[ADD] runbot_merge: support staging ready PRs over splits

Not sure it's going to be useful but it's hard to know if we can't test it. The intent is mostly the ability to prioritize throughput (or attempt to) during high-load events, if we can favour staging N new batches over a split's N/2 we might be able to merge more crap. But maybe not, we'll see, either way now it's here and seems to more or less work. Fixes #798
2025-03-15 15:35:46 +07:00 · 2023-11-30 12:27:09 +01:00 · 2023-11-30 12:27:09 +01:00 · c140701975
commit c140701975
parent 9f54e6f209
5 changed files with 155 additions and 12 deletions
--- a/runbot_merge/changelog/2023-12/staging-priority.md
+++ b/runbot_merge/changelog/2023-12/staging-priority.md
@ -0,0 +1,4 @@
+ADD: projects now know how to prioritise new PRs over splits
+
+While this likely has relatively low utility, we'll look at how it performs
+during periods of high throughput.
--- a/runbot_merge/models/project.py
+++ b/runbot_merge/models/project.py
@ -25,6 +25,11 @@ class Project(models.Model):
        "target branches of PR this project handles."
    )
    staging_enabled = fields.Boolean(default=True)
+    staging_priority = fields.Selection([
+        ('default', "Splits over ready PRs"),
+        ('largest', "Largest of split and ready PRs"),
+        ('ready', "Ready PRs over split"),
+    ], default="default", required=True)

    ci_timeout = fields.Integer(
        default=60, required=True, group_operator=None,
--- a/runbot_merge/models/stagings_create.py
+++ b/runbot_merge/models/stagings_create.py
@ -61,21 +61,67 @@ def try_staging(branch: Branch) -> Optional[Stagings]:
        for p, prs in ready_prs(for_branch=branch)
        if not any(prs.mapped('blocked'))
    ]
-    if not rows:
-        return

-    priority = rows[0][0]
+    def log(label, batches):
+        _logger.info(label, ', '.join(
+            p.display_name
+            for batch in batches
+            for p in batch
+        ))
+
+    priority = rows[0][0] if rows else None
    if priority == 'alone':
        batched_prs = [pr_ids for _, pr_ids in takewhile(lambda r: r[0] == priority, rows)]
-    elif branch.split_ids:
-        split_ids = branch.split_ids[0]
-        _logger.info("Found split of PRs %s, re-staging", split_ids.mapped('batch_ids.prs'))
:::
Task brief =
Answer these from the commit page above.
(a) How many files does the commit change?
(b) What default value is set for the new staging_priority field?
(c) Which issue number does the commit say it fixes?

Dataset content =
:::
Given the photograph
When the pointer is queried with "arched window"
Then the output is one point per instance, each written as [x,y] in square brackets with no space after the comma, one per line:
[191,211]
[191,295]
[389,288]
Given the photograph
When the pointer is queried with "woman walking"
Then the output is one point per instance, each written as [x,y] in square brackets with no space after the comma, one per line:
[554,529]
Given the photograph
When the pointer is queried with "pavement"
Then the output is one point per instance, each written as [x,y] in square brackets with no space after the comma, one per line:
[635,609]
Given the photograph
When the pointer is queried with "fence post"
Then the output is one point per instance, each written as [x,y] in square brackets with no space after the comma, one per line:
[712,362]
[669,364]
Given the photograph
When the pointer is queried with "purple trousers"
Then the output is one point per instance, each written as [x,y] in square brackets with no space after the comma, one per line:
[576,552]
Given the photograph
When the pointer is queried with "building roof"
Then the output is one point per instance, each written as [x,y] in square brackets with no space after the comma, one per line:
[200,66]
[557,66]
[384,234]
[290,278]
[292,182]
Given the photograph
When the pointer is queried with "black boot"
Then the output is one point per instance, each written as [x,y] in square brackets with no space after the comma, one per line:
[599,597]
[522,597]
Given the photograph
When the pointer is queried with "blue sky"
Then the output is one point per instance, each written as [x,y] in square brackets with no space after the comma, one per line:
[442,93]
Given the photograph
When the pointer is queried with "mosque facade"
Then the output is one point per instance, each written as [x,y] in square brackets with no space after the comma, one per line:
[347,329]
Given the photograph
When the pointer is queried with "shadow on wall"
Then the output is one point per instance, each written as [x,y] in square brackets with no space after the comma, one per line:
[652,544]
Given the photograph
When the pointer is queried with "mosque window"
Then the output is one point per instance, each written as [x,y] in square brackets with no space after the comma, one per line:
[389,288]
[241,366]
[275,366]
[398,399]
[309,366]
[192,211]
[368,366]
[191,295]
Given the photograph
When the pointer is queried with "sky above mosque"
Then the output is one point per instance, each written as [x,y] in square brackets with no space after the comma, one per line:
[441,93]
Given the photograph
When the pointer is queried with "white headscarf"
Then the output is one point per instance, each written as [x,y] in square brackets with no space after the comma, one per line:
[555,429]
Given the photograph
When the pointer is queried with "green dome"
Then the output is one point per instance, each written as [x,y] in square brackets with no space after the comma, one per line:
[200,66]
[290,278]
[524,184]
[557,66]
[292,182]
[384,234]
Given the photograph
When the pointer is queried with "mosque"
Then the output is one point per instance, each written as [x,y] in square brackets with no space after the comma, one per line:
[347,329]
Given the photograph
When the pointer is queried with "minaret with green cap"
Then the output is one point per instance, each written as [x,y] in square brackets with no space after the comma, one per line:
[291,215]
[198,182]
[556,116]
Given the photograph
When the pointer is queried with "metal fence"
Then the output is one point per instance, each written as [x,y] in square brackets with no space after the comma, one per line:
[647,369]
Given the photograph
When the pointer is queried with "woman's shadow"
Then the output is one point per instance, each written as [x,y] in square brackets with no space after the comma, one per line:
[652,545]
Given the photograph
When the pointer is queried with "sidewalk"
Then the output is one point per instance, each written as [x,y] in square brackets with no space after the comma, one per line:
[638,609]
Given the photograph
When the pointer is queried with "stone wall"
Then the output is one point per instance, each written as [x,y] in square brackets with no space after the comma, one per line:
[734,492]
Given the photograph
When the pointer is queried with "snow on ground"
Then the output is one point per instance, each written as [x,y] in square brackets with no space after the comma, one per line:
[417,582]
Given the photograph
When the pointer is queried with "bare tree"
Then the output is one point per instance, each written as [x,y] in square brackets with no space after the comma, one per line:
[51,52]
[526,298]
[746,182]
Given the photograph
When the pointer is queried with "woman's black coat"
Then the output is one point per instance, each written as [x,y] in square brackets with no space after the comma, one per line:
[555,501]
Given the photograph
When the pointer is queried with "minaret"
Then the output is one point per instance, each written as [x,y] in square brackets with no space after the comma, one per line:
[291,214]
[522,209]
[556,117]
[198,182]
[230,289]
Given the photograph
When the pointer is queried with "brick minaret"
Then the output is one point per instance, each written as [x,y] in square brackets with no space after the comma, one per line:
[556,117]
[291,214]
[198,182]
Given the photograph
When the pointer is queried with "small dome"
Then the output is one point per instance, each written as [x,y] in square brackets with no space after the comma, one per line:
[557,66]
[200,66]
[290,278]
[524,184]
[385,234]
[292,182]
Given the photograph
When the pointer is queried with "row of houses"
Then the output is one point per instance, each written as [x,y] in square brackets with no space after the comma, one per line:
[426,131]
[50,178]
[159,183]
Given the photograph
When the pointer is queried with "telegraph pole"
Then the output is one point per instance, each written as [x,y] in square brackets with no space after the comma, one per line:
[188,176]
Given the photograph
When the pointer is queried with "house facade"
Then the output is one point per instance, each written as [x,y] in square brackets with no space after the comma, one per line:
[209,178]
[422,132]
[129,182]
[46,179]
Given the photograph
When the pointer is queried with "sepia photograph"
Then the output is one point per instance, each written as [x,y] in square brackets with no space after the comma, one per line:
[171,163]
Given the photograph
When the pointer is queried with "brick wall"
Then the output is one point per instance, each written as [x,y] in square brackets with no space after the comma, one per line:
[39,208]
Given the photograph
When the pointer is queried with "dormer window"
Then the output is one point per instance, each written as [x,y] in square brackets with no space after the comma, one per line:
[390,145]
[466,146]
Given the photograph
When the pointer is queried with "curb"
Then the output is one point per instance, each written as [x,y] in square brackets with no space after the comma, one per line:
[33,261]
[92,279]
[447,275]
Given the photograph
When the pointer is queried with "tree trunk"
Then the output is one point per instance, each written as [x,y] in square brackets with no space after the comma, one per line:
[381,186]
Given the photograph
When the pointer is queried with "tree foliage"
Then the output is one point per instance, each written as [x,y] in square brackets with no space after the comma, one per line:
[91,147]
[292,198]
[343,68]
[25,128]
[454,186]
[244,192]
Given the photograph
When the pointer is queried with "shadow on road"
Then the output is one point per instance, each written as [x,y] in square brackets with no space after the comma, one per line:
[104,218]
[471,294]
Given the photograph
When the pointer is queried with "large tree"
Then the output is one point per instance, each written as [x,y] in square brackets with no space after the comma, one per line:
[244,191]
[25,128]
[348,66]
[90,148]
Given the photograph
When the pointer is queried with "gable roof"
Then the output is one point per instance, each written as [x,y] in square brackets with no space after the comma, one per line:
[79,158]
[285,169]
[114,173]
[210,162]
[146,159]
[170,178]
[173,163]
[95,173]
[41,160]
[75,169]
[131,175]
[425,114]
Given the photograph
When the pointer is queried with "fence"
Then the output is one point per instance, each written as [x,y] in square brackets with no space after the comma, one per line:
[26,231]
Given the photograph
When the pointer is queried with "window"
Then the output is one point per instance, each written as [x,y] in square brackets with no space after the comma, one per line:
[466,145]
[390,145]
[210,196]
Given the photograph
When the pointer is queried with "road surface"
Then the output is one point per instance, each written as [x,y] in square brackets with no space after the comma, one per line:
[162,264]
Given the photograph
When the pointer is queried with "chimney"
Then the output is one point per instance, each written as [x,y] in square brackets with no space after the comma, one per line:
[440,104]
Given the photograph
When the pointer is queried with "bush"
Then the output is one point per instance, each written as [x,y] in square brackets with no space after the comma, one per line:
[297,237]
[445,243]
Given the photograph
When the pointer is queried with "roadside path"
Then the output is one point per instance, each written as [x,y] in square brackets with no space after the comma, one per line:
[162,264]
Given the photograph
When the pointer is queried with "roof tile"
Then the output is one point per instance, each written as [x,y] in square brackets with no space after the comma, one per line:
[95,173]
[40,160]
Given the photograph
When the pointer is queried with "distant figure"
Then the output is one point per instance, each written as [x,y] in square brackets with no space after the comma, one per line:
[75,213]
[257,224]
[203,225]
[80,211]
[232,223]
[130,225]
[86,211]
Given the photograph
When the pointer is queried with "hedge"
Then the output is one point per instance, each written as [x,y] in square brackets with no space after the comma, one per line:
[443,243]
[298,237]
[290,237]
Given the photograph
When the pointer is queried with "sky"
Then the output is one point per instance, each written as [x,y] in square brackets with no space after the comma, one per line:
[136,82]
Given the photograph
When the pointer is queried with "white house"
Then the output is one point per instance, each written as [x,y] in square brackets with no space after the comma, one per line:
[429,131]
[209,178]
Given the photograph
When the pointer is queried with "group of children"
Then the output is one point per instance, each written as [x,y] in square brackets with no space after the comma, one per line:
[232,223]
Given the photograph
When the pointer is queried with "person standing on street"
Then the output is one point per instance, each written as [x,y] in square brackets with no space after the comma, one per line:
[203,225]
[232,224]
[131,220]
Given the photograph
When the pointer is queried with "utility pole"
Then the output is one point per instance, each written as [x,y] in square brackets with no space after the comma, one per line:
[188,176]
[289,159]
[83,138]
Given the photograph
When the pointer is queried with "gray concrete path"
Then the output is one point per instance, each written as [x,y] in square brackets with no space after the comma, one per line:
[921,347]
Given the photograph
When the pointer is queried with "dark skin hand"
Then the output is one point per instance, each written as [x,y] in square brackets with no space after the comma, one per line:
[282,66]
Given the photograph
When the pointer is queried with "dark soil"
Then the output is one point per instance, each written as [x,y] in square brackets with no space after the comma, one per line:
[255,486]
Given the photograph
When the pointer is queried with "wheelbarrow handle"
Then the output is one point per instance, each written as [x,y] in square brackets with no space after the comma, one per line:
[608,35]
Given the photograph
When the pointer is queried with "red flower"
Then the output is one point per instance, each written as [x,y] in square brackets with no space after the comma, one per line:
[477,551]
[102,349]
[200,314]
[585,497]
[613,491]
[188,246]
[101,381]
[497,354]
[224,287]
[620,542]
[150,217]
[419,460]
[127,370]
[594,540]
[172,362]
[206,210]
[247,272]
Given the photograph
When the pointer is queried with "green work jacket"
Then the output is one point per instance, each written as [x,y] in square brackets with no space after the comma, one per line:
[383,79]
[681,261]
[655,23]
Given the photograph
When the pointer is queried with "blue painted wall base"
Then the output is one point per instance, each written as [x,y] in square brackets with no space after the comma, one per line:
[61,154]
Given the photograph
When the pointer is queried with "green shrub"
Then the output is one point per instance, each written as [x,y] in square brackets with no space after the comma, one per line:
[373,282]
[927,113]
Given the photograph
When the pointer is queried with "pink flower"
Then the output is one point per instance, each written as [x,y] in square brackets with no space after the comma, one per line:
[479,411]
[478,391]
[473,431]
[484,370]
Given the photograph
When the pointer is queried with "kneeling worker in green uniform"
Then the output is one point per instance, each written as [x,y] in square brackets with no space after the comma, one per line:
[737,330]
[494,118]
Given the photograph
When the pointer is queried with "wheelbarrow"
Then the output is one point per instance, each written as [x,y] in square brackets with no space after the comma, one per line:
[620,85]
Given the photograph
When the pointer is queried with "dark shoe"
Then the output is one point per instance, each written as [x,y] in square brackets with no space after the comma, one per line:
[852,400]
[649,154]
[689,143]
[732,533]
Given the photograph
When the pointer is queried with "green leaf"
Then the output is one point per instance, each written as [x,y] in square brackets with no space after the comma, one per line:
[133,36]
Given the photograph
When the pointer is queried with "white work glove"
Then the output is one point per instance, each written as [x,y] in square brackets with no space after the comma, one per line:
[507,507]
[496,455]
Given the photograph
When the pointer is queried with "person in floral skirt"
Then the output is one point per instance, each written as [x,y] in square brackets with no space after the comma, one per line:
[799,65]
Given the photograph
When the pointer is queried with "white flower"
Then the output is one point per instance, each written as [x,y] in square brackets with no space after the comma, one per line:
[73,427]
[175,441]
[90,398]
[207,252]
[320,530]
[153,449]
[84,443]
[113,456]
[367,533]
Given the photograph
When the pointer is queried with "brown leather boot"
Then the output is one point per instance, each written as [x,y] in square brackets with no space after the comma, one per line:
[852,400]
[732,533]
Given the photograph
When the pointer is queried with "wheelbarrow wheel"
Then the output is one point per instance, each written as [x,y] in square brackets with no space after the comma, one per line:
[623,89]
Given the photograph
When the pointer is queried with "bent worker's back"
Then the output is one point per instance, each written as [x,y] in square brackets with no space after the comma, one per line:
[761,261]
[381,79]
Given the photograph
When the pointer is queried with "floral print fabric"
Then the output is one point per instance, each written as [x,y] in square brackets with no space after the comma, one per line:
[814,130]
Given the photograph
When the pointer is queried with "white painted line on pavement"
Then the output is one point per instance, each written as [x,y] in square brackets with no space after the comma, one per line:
:::
Final result =
(a) 5 files
(b) "default", labeled "Splits over ready PRs"
(c) #798